_WORK INSTRUCTIONS_
Format every line of the listing below as a Markdown table with the columns Row and Text, numbering the rows and omitting blank lines.

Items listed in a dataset

---------------

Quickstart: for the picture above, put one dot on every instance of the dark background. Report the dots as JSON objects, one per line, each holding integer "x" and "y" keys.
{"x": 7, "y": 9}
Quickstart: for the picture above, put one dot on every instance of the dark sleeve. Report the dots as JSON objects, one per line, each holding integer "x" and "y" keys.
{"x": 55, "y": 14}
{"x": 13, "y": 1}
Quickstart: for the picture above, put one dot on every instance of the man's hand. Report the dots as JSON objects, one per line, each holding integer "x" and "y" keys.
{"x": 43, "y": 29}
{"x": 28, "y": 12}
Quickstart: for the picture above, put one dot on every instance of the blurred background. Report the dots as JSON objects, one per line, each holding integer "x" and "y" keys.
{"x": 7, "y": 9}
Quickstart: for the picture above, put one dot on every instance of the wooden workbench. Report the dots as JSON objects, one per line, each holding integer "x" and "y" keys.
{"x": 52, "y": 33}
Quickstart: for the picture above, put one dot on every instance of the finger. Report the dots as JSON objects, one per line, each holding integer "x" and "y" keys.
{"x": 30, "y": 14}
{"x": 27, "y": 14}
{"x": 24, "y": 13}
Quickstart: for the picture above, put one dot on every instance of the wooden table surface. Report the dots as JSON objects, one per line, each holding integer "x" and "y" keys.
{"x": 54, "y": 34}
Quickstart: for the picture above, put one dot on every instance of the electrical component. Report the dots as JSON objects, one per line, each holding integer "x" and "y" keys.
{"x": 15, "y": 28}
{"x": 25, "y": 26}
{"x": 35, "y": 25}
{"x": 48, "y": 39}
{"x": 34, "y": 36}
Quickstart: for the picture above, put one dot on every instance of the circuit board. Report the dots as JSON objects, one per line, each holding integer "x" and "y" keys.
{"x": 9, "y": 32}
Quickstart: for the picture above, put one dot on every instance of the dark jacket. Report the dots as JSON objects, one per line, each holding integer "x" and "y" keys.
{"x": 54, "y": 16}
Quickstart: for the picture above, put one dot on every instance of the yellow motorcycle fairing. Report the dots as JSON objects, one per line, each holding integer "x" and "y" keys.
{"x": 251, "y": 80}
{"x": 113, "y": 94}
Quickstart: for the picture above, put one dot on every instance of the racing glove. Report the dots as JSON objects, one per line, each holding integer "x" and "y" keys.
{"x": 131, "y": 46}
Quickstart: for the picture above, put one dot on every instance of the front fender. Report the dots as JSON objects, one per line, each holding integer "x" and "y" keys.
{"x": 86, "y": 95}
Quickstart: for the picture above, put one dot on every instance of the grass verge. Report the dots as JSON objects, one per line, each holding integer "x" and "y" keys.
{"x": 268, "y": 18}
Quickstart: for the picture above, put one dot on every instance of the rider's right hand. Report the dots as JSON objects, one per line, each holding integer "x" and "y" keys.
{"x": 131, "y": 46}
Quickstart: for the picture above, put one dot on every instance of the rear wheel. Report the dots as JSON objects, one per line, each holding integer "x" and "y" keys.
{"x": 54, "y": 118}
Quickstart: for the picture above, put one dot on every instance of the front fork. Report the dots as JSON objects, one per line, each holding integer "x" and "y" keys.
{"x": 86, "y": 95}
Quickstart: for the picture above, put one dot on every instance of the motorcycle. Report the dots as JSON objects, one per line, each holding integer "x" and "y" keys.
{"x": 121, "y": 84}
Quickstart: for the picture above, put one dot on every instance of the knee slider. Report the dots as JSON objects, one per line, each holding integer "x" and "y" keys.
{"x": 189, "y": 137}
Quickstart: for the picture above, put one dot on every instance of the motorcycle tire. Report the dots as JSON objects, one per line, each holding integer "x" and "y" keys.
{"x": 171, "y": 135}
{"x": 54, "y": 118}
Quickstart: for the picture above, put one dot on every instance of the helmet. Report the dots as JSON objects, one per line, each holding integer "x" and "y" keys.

---------------

_THE COMPLETED TASK_
| Row | Text |
|---|---|
| 1 | Quickstart: for the picture above, put one dot on every instance of the dark background. Report the dots as JSON objects, one per line, each holding integer "x" and "y" keys. |
| 2 | {"x": 7, "y": 9} |
| 3 | Quickstart: for the picture above, put one dot on every instance of the dark sleeve. Report the dots as JSON objects, one per line, each holding integer "x" and "y" keys. |
| 4 | {"x": 55, "y": 14} |
| 5 | {"x": 13, "y": 1} |
| 6 | Quickstart: for the picture above, put one dot on every instance of the man's hand. Report the dots as JSON objects, one per line, each holding integer "x" and "y" keys. |
| 7 | {"x": 43, "y": 29} |
| 8 | {"x": 28, "y": 12} |
| 9 | Quickstart: for the picture above, put one dot on every instance of the blurred background. Report the dots as JSON objects, one per line, each holding integer "x" and "y" keys. |
| 10 | {"x": 7, "y": 9} |
| 11 | Quickstart: for the picture above, put one dot on every instance of the wooden workbench. Report the dots as JSON objects, one per line, each holding integer "x" and "y" keys. |
| 12 | {"x": 52, "y": 33} |
| 13 | Quickstart: for the picture above, put one dot on every instance of the finger. Report the dots as JSON objects, one per line, each holding integer "x" and "y" keys. |
| 14 | {"x": 30, "y": 14} |
| 15 | {"x": 27, "y": 14} |
| 16 | {"x": 24, "y": 13} |
| 17 | Quickstart: for the picture above, put one dot on every instance of the wooden table surface. Report the dots as JSON objects, one per line, each holding integer "x" and "y" keys. |
| 18 | {"x": 54, "y": 34} |
| 19 | Quickstart: for the picture above, put one dot on every instance of the electrical component. Report the dots as JSON objects, one per line, each holding integer "x" and "y" keys. |
| 20 | {"x": 15, "y": 28} |
| 21 | {"x": 25, "y": 26} |
| 22 | {"x": 35, "y": 25} |
| 23 | {"x": 48, "y": 39} |
| 24 | {"x": 34, "y": 36} |
| 25 | Quickstart: for the picture above, put one dot on every instance of the circuit board. Report the dots as JSON objects, one per line, each holding integer "x" and "y" keys. |
| 26 | {"x": 9, "y": 32} |
| 27 | Quickstart: for the picture above, put one dot on every instance of the dark jacket. Report the dots as JSON objects, one per line, each holding integer "x" and "y" keys. |
| 28 | {"x": 54, "y": 16} |
| 29 | Quickstart: for the picture above, put one dot on every instance of the yellow motorcycle fairing. Report the dots as JSON objects, one per line, each holding integer "x" and "y" keys. |
| 30 | {"x": 251, "y": 80} |
| 31 | {"x": 113, "y": 94} |
| 32 | Quickstart: for the picture above, put one dot on every instance of the racing glove. Report the dots as JSON objects, one per line, each holding integer "x" and "y" keys. |
| 33 | {"x": 131, "y": 46} |
| 34 | Quickstart: for the picture above, put one dot on every instance of the front fender. Report the dots as JSON objects, one per line, each holding integer "x" and "y" keys. |
| 35 | {"x": 86, "y": 95} |
| 36 | Quickstart: for the picture above, put one dot on every instance of the grass verge. Report the dots as JSON objects, one per line, each holding integer "x" and "y" keys. |
| 37 | {"x": 268, "y": 18} |
| 38 | Quickstart: for the picture above, put one dot on every instance of the rider's right hand. Report the dots as JSON objects, one per line, each holding integer "x" and "y" keys. |
| 39 | {"x": 131, "y": 46} |
| 40 | Quickstart: for the picture above, put one dot on every instance of the rear wheel. Report the dots as JSON objects, one per line, each holding integer "x" and "y" keys. |
| 41 | {"x": 54, "y": 118} |
| 42 | Quickstart: for the picture above, put one dot on every instance of the front fork. Report the dots as JSON objects, one per line, each holding integer "x" and "y" keys. |
| 43 | {"x": 86, "y": 95} |
| 44 | Quickstart: for the picture above, put one dot on every instance of the motorcycle. Report the dots as JSON objects, one per line, each holding integer "x" and "y" keys. |
| 45 | {"x": 121, "y": 84} |
| 46 | Quickstart: for the picture above, put one dot on every instance of the knee slider. Report the dots as JSON objects, one per line, each holding integer "x" and "y" keys. |
| 47 | {"x": 189, "y": 137} |
| 48 | Quickstart: for the picture above, put one dot on every instance of the motorcycle tire. Report the dots as JSON objects, one per line, each holding integer "x" and "y" keys. |
| 49 | {"x": 171, "y": 135} |
| 50 | {"x": 54, "y": 118} |
| 51 | Quickstart: for the picture above, put one dot on every instance of the helmet. Report the dots as JSON objects, one per line, each holding integer "x" and "y" keys. |